» MATERIAL PROVIDED:
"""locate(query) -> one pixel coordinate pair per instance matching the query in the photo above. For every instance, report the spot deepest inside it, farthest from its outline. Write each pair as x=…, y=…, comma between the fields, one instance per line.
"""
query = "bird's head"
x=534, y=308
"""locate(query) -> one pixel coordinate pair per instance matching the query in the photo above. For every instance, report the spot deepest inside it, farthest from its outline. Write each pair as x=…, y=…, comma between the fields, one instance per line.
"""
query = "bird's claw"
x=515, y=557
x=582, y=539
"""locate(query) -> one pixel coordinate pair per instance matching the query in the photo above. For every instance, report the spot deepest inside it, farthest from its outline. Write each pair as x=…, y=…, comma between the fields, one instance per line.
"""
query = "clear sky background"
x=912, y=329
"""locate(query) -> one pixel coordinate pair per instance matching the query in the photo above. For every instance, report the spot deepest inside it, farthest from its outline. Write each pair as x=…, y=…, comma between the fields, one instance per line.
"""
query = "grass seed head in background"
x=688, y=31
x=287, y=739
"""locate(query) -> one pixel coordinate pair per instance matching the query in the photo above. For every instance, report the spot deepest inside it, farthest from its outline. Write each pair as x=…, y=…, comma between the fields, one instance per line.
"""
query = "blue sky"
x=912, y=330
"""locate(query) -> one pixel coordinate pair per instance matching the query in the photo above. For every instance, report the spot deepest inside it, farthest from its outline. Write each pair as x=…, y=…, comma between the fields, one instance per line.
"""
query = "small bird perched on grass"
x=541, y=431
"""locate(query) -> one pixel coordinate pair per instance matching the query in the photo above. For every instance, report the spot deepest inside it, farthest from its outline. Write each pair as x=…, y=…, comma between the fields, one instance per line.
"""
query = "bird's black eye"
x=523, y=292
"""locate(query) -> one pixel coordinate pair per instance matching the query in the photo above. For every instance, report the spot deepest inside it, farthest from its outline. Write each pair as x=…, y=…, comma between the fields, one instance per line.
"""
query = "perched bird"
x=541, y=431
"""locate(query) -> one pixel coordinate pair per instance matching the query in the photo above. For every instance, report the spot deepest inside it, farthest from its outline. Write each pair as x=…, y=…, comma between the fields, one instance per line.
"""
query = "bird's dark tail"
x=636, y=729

» JOB: Edit the data above by replacing every occurrence of "background" with "backdrop" and leaving everything else unchanged.

» RESULT OF THE TASK:
"""locate(query) -> one pixel coordinate pair per instance matching the query in the photo above. For every instance, report the spot deepest inside it, farthest from its outline. Write each pair as x=…, y=…, comma between the fields, one instance per line.
"""
query = "bird's head"
x=534, y=308
"""locate(query) -> one pixel coordinate pair per instance matching the query in the photo above. For every instance, report the spot deepest inside it, farthest from its outline. Write each pair as x=…, y=…, comma between the fields, one instance per line.
"""
query = "bird's claw"
x=515, y=557
x=582, y=539
"""locate(query) -> one pixel coordinate pair per instance matching the query in the photo above. For every instance, report the spot deepest inside it, farthest from its outline. Write each pair as x=…, y=…, comma between the fields, one instance per line.
"""
query = "clear sky backdrop"
x=912, y=329
"""locate(query) -> one pixel coordinate pair per instance matching the query in the photo above. For every instance, report the spot deepest inside it, farthest from its outline. Write each pair as x=…, y=…, comma between the fields, one instance per line.
"""
query = "grass seed head in backdrop"
x=688, y=31
x=287, y=739
"""locate(query) -> one pixel coordinate pair per instance matching the query in the photo above. For every instance, report the spot deepest inside it, farthest from its outline. Write each pair as x=…, y=…, comma between the fields, one instance per line.
"""
query = "blue sky"
x=912, y=330
"""locate(query) -> one pixel coordinate pair per instance matching the query in the photo above. For every instance, report the spot deepest inside it, farthest from its outline. Write each pair as x=…, y=…, comma between the fields, one instance per line.
"""
query = "small bird perched on grass"
x=541, y=431
"""locate(query) -> one pixel coordinate pair per instance matching the query in the photo above. For every instance, report the spot deepest inside it, farthest from its outline. Write each pair as x=…, y=…, comma between the fields, one instance per line.
"""
query = "bird's black eye"
x=523, y=292
"""locate(query) -> one pixel coordinate pair per instance matching the query in the photo above. For every instance, report the spot deepest inside it, farthest from its outline. Write each pair as x=…, y=…, comma between the fields, one instance per line.
"""
query = "perched bird"
x=541, y=431
"""locate(query) -> one pixel coordinate pair per instance matching the query in the photo above. For every instance, report the spot deepest inside it, farthest from its outline. Write each pair as x=…, y=…, comma between the fields, one instance per line.
"""
query = "bird's dark tail"
x=636, y=729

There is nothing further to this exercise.